Agent Skills as Files vs Database: What 5,000 Skills Look Like in Production

Name: YantrikDB
Author: Yantrikos

I built an open-source cognitive memory database for AI agents called YantrikDB. Over the past several months I noticed something while watching agents write their own skills at runtime: the formats everyone uses to store skills — Anthropic’s SKILL.md files with YAML frontmatter, Voyager’s skill_library/*.py files — were optimized for a use case that doesn’t exist anymore.

Those formats were built for humans to author, review, version-control, and edit skills. Git diffs. Code review. IDE editing. They are filesystem-shaped because the workflow was filesystem-shaped.

But the actual production workload looks different. Skills get written by agents at runtime via define-style APIs. Skills get retrieved by agents at inference, not opened in editors. Outcome events get emitted by agent runs, not authored by humans. The “skill catalog” of an autonomous learner is not a folder of files anyone is grooming — it’s memory.

So I measured what happens when you scale that mismatch. The paper is on Zenodo: Skill as Memory, Not Document. Code, scripts, and raw CSVs are reproducible at github.com/yantrikos/yantrikdb-server. The numbers below are what came out.

What I measured

A 5,000-skill corpus, deterministic seed, 100 ground-truth queries, top-K=5 retrieval, cl100k_base tokenizer. Three things:

Token cost of delivering relevant skills into the LLM’s context, full-catalog disclosure vs progressive filesystem retrieval vs a database-native substrate.
Retrieval latency at 5K-skill scale.
Invalid-skill admission rate — what happens when an agent writes a malformed skill into the catalog.

Result 1: token cost

Disclosure pattern	Mean tokens per query	Notes
Full-catalog dump (the naive baseline)	919,200	Exceeds Claude 3.7’s 200K window and GPT-4 Turbo’s 128K — literally cannot fit
SKILL.md filesystem retrieval (top-K=5 with frontmatter)	549	Indexed; this is the realistic comparison
SKILL.md retrieval, frontmatter stripped (body only)	369	Ablation: what happens if you strip the YAML
Database-native substrate (top-K=5)	369	Metadata stored as indexed columns, never enters context

The 919,200 number is real but it’s not the point. Nobody actually dumps full catalogs at 5K skills — it physically doesn’t fit. The honest comparison is against indexed filesystem retrieval: a 1.49× ratio.

» DATA:

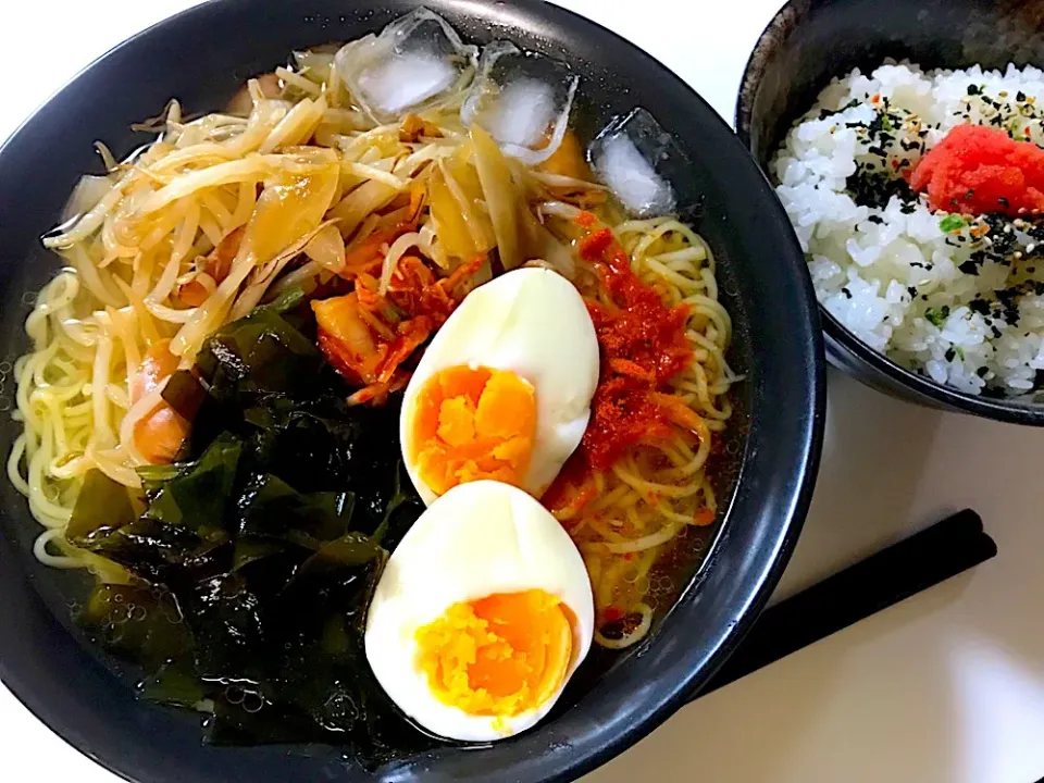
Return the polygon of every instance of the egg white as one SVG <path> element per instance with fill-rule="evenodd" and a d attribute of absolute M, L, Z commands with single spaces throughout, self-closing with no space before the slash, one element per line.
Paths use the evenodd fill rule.
<path fill-rule="evenodd" d="M 598 385 L 598 338 L 572 283 L 545 269 L 508 272 L 472 291 L 435 335 L 407 386 L 400 418 L 407 471 L 424 502 L 413 448 L 417 398 L 440 370 L 509 370 L 536 390 L 536 437 L 522 488 L 539 497 L 580 445 Z"/>
<path fill-rule="evenodd" d="M 591 582 L 575 545 L 521 489 L 492 481 L 453 487 L 406 534 L 377 584 L 365 633 L 377 682 L 403 712 L 444 737 L 488 742 L 530 729 L 561 689 L 513 717 L 468 714 L 431 692 L 417 666 L 417 631 L 459 601 L 537 588 L 575 617 L 568 681 L 591 649 L 595 625 Z"/>

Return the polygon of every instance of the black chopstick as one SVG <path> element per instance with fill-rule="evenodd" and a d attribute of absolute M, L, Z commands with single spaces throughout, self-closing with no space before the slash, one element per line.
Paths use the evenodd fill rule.
<path fill-rule="evenodd" d="M 766 609 L 696 698 L 997 554 L 982 519 L 965 509 Z"/>

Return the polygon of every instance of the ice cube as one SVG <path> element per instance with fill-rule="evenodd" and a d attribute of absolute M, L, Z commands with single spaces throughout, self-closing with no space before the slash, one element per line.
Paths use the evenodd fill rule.
<path fill-rule="evenodd" d="M 579 84 L 566 63 L 493 41 L 482 51 L 460 119 L 488 130 L 507 154 L 540 163 L 562 142 Z"/>
<path fill-rule="evenodd" d="M 669 173 L 684 164 L 674 139 L 645 109 L 610 122 L 592 141 L 592 165 L 629 212 L 652 217 L 678 206 Z"/>
<path fill-rule="evenodd" d="M 378 123 L 450 102 L 471 84 L 477 49 L 464 46 L 442 16 L 418 9 L 343 47 L 338 76 Z"/>

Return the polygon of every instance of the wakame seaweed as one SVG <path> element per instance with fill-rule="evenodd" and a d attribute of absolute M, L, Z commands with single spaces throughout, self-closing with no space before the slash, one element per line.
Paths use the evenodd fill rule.
<path fill-rule="evenodd" d="M 299 294 L 222 327 L 164 399 L 192 421 L 132 496 L 91 472 L 67 538 L 124 567 L 80 612 L 145 670 L 140 692 L 207 713 L 216 745 L 321 742 L 363 763 L 432 739 L 365 661 L 363 623 L 423 510 L 402 475 L 400 401 L 349 407 Z"/>

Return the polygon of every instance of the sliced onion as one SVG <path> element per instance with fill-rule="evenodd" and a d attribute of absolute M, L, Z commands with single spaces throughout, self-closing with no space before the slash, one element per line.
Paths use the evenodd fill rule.
<path fill-rule="evenodd" d="M 407 250 L 412 247 L 418 247 L 421 241 L 421 235 L 417 232 L 411 232 L 410 234 L 400 236 L 391 244 L 391 247 L 388 248 L 388 253 L 384 257 L 384 264 L 381 268 L 381 286 L 377 288 L 377 293 L 381 296 L 387 293 L 388 285 L 391 283 L 391 275 L 395 274 L 395 269 L 399 265 L 399 260 L 406 254 Z"/>
<path fill-rule="evenodd" d="M 337 226 L 331 223 L 304 246 L 304 254 L 337 274 L 345 268 L 345 238 Z"/>

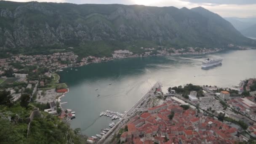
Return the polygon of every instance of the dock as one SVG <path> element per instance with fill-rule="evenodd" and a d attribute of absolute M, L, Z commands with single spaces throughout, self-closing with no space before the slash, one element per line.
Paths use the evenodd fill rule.
<path fill-rule="evenodd" d="M 159 86 L 160 85 L 161 85 L 160 83 L 158 82 L 157 82 L 143 97 L 138 101 L 133 106 L 123 115 L 123 118 L 121 118 L 121 120 L 115 125 L 110 131 L 108 131 L 105 135 L 102 136 L 102 138 L 98 141 L 97 144 L 106 144 L 108 142 L 110 141 L 114 136 L 114 135 L 112 134 L 116 133 L 120 128 L 124 125 L 125 125 L 126 123 L 128 121 L 128 120 L 133 117 L 133 114 L 134 113 L 134 112 L 136 112 L 137 110 L 136 108 L 138 107 L 141 103 L 146 101 L 147 99 L 150 96 L 150 94 L 152 93 L 152 92 L 151 91 L 151 89 L 152 88 L 155 89 L 156 88 L 160 88 Z M 124 123 L 122 123 L 122 122 L 123 121 Z"/>

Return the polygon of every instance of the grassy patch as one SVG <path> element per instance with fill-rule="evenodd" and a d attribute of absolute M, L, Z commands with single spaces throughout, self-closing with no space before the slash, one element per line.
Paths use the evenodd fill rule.
<path fill-rule="evenodd" d="M 13 83 L 13 82 L 19 80 L 18 78 L 8 78 L 6 79 L 5 80 L 4 80 L 1 82 L 0 81 L 0 84 L 1 85 L 10 84 Z"/>
<path fill-rule="evenodd" d="M 53 79 L 51 82 L 51 83 L 55 84 L 59 83 L 59 80 L 60 79 L 59 75 L 56 73 L 52 74 L 52 75 L 53 77 Z"/>
<path fill-rule="evenodd" d="M 1 85 L 1 84 L 3 83 L 3 82 L 4 82 L 5 80 L 5 79 L 4 79 L 3 78 L 0 78 L 0 85 Z"/>
<path fill-rule="evenodd" d="M 56 88 L 57 89 L 61 89 L 61 88 L 67 88 L 67 85 L 65 83 L 55 83 L 55 84 L 48 84 L 47 88 L 39 88 L 40 90 L 43 91 L 43 90 L 48 90 L 52 89 L 55 89 Z"/>

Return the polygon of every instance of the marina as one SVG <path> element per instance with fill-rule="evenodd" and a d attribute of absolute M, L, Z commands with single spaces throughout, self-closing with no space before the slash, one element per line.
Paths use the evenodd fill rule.
<path fill-rule="evenodd" d="M 70 91 L 61 98 L 61 102 L 68 102 L 61 107 L 76 112 L 76 118 L 70 122 L 72 128 L 81 128 L 83 134 L 95 136 L 102 128 L 110 129 L 108 125 L 112 122 L 119 120 L 100 117 L 100 113 L 109 109 L 123 113 L 157 81 L 161 82 L 162 89 L 166 90 L 169 87 L 190 83 L 231 87 L 240 80 L 255 77 L 255 64 L 248 61 L 255 61 L 256 53 L 256 50 L 229 51 L 208 55 L 128 58 L 88 65 L 77 68 L 78 71 L 69 69 L 68 73 L 64 69 L 59 73 L 61 83 L 67 83 Z M 202 61 L 208 58 L 220 58 L 223 59 L 221 66 L 201 69 Z M 237 65 L 241 68 L 237 69 Z M 104 72 L 99 69 L 104 69 Z"/>
<path fill-rule="evenodd" d="M 99 116 L 100 117 L 105 116 L 107 117 L 109 117 L 112 118 L 111 120 L 114 120 L 116 119 L 120 119 L 123 115 L 123 114 L 119 112 L 115 112 L 109 110 L 107 110 L 105 112 L 101 112 Z"/>

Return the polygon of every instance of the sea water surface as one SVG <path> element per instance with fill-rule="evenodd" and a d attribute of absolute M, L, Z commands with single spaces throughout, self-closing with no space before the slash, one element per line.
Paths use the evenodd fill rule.
<path fill-rule="evenodd" d="M 208 58 L 223 59 L 222 65 L 202 69 L 202 61 Z M 164 90 L 190 83 L 227 88 L 256 77 L 256 50 L 120 59 L 67 68 L 59 74 L 61 82 L 69 88 L 61 98 L 67 103 L 62 106 L 76 112 L 72 128 L 92 136 L 112 122 L 109 117 L 100 117 L 101 112 L 128 110 L 157 81 Z"/>

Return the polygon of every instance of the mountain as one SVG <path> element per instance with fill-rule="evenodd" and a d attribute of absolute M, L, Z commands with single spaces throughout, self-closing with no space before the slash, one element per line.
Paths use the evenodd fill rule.
<path fill-rule="evenodd" d="M 256 37 L 256 24 L 242 30 L 241 32 L 247 37 Z"/>
<path fill-rule="evenodd" d="M 244 35 L 256 37 L 256 18 L 225 18 Z"/>
<path fill-rule="evenodd" d="M 241 30 L 252 26 L 254 23 L 252 21 L 246 21 L 244 19 L 241 19 L 236 17 L 225 18 L 225 19 L 230 22 L 237 30 Z"/>
<path fill-rule="evenodd" d="M 201 7 L 0 1 L 0 48 L 13 53 L 68 50 L 81 56 L 102 56 L 117 49 L 139 53 L 141 47 L 256 43 Z"/>

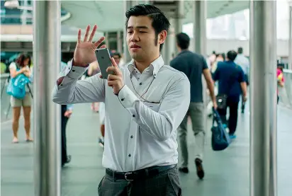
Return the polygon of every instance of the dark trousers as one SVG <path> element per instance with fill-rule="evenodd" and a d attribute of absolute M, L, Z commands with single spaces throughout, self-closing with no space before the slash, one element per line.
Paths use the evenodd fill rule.
<path fill-rule="evenodd" d="M 223 124 L 228 125 L 230 134 L 233 134 L 235 132 L 236 127 L 237 125 L 238 103 L 238 101 L 235 102 L 228 98 L 227 108 L 229 108 L 228 121 L 226 119 L 227 108 L 218 109 L 222 122 L 223 122 Z"/>
<path fill-rule="evenodd" d="M 245 112 L 245 101 L 243 100 L 244 97 L 243 96 L 241 96 L 241 111 L 242 113 Z"/>
<path fill-rule="evenodd" d="M 68 122 L 68 117 L 64 116 L 67 110 L 67 105 L 62 105 L 61 108 L 61 155 L 62 155 L 62 164 L 64 164 L 67 161 L 67 139 L 66 139 L 66 126 Z"/>
<path fill-rule="evenodd" d="M 158 175 L 133 181 L 116 180 L 106 174 L 99 185 L 99 196 L 181 196 L 177 167 Z"/>

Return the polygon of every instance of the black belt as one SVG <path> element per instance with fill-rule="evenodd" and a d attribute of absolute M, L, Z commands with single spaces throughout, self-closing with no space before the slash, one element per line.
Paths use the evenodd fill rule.
<path fill-rule="evenodd" d="M 174 168 L 176 165 L 160 166 L 147 168 L 130 172 L 116 172 L 109 168 L 106 168 L 106 173 L 116 180 L 125 180 L 133 181 L 137 179 L 145 179 L 154 177 L 168 169 Z"/>

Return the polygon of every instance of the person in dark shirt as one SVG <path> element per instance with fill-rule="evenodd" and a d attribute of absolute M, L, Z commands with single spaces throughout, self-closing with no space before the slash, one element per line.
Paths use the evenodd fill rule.
<path fill-rule="evenodd" d="M 229 135 L 235 139 L 237 125 L 237 110 L 240 97 L 242 92 L 243 100 L 247 100 L 247 83 L 245 73 L 240 66 L 234 62 L 237 53 L 234 50 L 227 53 L 225 62 L 218 62 L 213 75 L 214 81 L 218 81 L 218 95 L 226 95 L 227 107 L 229 108 L 229 120 L 226 119 L 227 108 L 218 109 L 225 127 L 228 127 Z"/>
<path fill-rule="evenodd" d="M 177 34 L 176 44 L 179 54 L 170 62 L 170 66 L 184 72 L 189 78 L 191 83 L 191 103 L 189 110 L 178 128 L 182 158 L 181 166 L 179 168 L 179 171 L 184 173 L 189 172 L 186 134 L 187 121 L 189 116 L 191 119 L 196 139 L 195 163 L 197 175 L 199 178 L 202 179 L 204 176 L 202 160 L 205 140 L 205 107 L 203 102 L 202 74 L 207 82 L 213 107 L 217 108 L 216 99 L 214 95 L 214 85 L 205 58 L 202 55 L 189 50 L 189 37 L 183 33 Z"/>

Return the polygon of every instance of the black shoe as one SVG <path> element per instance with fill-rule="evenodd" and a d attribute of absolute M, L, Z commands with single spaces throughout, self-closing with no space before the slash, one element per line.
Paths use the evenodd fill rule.
<path fill-rule="evenodd" d="M 204 170 L 203 169 L 202 160 L 197 158 L 195 159 L 195 163 L 196 163 L 196 167 L 197 169 L 198 177 L 198 178 L 202 180 L 205 175 Z"/>
<path fill-rule="evenodd" d="M 189 168 L 187 167 L 180 167 L 179 168 L 179 171 L 182 173 L 188 173 Z"/>
<path fill-rule="evenodd" d="M 62 163 L 62 166 L 63 167 L 64 166 L 64 164 L 69 163 L 71 161 L 71 155 L 68 155 L 67 156 L 67 159 L 64 162 Z"/>

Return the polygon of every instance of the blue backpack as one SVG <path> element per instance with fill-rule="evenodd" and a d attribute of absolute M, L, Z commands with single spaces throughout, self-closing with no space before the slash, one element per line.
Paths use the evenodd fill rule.
<path fill-rule="evenodd" d="M 18 74 L 15 78 L 11 78 L 6 88 L 7 94 L 18 98 L 23 99 L 26 96 L 26 85 L 30 82 L 24 74 Z"/>
<path fill-rule="evenodd" d="M 216 125 L 215 126 L 215 122 Z M 213 108 L 213 124 L 212 124 L 212 149 L 214 151 L 222 151 L 228 147 L 231 143 L 229 134 L 222 123 L 218 112 Z"/>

» PROMPT 1: In the article on storing agent skills as files versus a database, what is the mean number of tokens per query for the database-native substrate?
» PROMPT 2: Pick up the article on storing agent skills as files versus a database after its last sentence, and carry it on in the same voice.

» RESPONSE 1: 369

» RESPONSE 2:
What surprised me is what an ablation showed. When I stripped the YAML frontmatter from retrieved SKILL.md content, the gap collapsed to 1.000× — perfectly identical to the substrate. The entire 1.49× difference is YAML frontmatter overhead (about 36 tokens per retrieved skill). The substrate’s win on token cost is architectural-attribution: it stores metadata as indexed columns the database queries on but never returns to the LLM. Filesystem retrieval can’t do that without building a separate metadata index — which is what “fair indexed baseline” already assumes.

So: small but architecturally clean. Not a hero number. The substrate’s actual story is something else.

Result 2: retrieval latency

p50 = 87.3 ms. p95 = 106.3 ms. At 5,000 skills, single-node deployment. Measured at engine commit c886e9e on Windows 11 + Docker Desktop with a bundled MiniLM-L6-v2 embedder.

This is “fast enough that latency stops being the constraint” but not “10× faster than a filesystem walk.” Filesystem walks at 5K skills are also fast. The substrate wins on consistency under load (Raft-replicated, doesn’t degrade with concurrent writes) but the single-node p50 isn’t where the architectural difference lives.

Result 3: invalid-skill admission

This is where the actual story is. I generated 90 adversarially-malformed skills covering 18 failure classes — typos in trigger phrases, malformed applies_to, oversized bodies, missing required fields, schema violations, broken regex in triggers, the things an LLM will plausibly produce when authoring skills.

Substrate	Invalid skills admitted	Rate
Filesystem (SKILL.md + YAML-parseable acceptance)	68 of 70	97%
Database-native (schema validation at write time)	0 of 70	0%

Filesystem catalogs accept almost everything that parses as YAML. The substrate rejects everything that violates the schema at write time. The 97% / 0% gap isn’t a tuning difference — it’s the difference between “validate semantics later when an agent tries to use the skill” and “validate at the API boundary on write.”

This matters because of where the cost of admission lands. Filesystem catalogs accept malformed skills silently and they show up later as agent failures at inference time, with no clean attribution back to the bad write. Schema validation catches the problem at the source.

So what’s the actual claim

The framing I landed on after three rounds of adversarial redteam is: skill as memory, not document.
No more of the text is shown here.